Reproduce every one of the items set down below, word for word and line for line, with nothing added or left out.
※ ※ ※
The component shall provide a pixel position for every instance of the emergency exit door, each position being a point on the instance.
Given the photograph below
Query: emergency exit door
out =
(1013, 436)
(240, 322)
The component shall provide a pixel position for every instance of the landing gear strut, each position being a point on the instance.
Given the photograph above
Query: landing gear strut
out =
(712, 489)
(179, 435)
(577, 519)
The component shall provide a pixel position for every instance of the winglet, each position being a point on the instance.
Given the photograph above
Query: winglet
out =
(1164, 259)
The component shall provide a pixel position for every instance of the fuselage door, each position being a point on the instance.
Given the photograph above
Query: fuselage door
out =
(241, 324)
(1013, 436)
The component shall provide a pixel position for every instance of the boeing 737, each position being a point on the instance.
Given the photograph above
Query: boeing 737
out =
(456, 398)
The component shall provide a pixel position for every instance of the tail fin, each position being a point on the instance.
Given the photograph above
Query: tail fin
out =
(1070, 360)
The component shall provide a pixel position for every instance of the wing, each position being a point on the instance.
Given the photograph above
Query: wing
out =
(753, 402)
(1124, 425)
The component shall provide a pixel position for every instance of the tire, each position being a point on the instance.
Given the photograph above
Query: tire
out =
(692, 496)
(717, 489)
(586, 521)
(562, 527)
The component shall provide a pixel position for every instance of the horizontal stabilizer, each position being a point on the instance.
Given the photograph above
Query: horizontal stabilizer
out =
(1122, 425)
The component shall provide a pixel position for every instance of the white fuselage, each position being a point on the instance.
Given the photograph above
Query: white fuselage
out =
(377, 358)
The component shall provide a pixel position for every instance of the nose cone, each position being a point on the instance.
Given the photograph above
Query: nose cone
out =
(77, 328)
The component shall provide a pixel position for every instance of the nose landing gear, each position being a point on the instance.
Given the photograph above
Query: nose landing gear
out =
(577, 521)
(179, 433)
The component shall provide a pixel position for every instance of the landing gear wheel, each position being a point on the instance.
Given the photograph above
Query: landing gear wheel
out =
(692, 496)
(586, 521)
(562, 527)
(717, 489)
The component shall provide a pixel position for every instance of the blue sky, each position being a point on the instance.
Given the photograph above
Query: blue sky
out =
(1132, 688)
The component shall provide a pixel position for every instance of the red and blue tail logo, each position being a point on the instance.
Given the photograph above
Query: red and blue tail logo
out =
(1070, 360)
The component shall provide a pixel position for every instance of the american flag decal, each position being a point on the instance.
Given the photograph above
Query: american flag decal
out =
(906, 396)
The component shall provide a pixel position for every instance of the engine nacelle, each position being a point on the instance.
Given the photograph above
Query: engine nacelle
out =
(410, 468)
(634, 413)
※ ※ ※
Worked answer:
The component shall provide a pixel position for every instance of the emergency exit door, each position being a point on the instance.
Given the photograph below
Query: emergency exit door
out =
(1013, 436)
(240, 322)
The component shall provide a pixel position for every instance of the landing gear strut, each position being a point on the instance.
Given the photograph above
Query: landing gear strut
out =
(712, 489)
(179, 435)
(577, 519)
The component shall provide a pixel position for every instance of the winglet, each position being a point on the instance.
Given the photograph above
Query: winglet
out =
(1164, 259)
The component shall provide a pixel position for every instance of the fuselage door, each position being a point on the instance.
Given the photograph above
Query: fuselage door
out =
(241, 324)
(1013, 436)
The component shall provide a pixel position for every instance of the boeing 737, each position being a point on the instance.
Given the photograph above
Query: boeing 737
out =
(456, 398)
The component shall provide a pixel position for every instance of the tail fin, each position being a point on the instance.
Given the photograph above
Query: tail fin
out =
(1070, 360)
The component shall provide a pixel position for every instance of the wing, each position being a point on the instance.
Given the photograph above
Query: wing
out =
(753, 402)
(1124, 425)
The component shall provide a pixel position for every instance of the tire, each position being a point on the instance.
Given the photograph above
Query: tire
out =
(692, 496)
(717, 489)
(586, 521)
(562, 527)
The component shall provide a pixel position for every instance of the horizontal stabilizer, each position being a point on the instance.
Given the photograph above
Query: horizontal stabilizer
out =
(1122, 425)
The component shall provide a pixel position for every instance of the white fuselage, each position being a point on the instance.
Given the photograph above
Query: white fuselage
out =
(377, 358)
The component shall provide a pixel position for every instance of the nose cone, each position being a point on the instance.
Given the photograph above
Query: nose cone
out =
(77, 328)
The component shall provide a pixel position for every instance of the nose landing gear, each position being a point on the instance.
Given the photograph above
Query: nose landing gear
out =
(577, 521)
(179, 433)
The component shall provide a pixel position for every instance of the landing gear wheel, each position being a point on the instance.
Given the photograph above
Query: landing gear wheel
out =
(692, 496)
(586, 521)
(562, 527)
(717, 489)
The component shall provide a pixel position for every instance of the blue sky, each position being a point on the instance.
Given the photograph above
Query: blue sky
out =
(1132, 688)
The component shall provide a pixel position for every instance of the red and blue tail logo, each position being a point on the instance.
Given the photograph above
Query: red and blue tail logo
out =
(1070, 360)
The component shall provide a pixel position for every instance of the american flag decal, each position being a point on the instance.
Given the photograph above
Query: american flag decal
out =
(906, 396)
The component shall provide a pixel position for every instance of the engine nacelle, each position being a point on the instance.
Given the photograph above
Query: engine nacelle
out =
(410, 468)
(634, 413)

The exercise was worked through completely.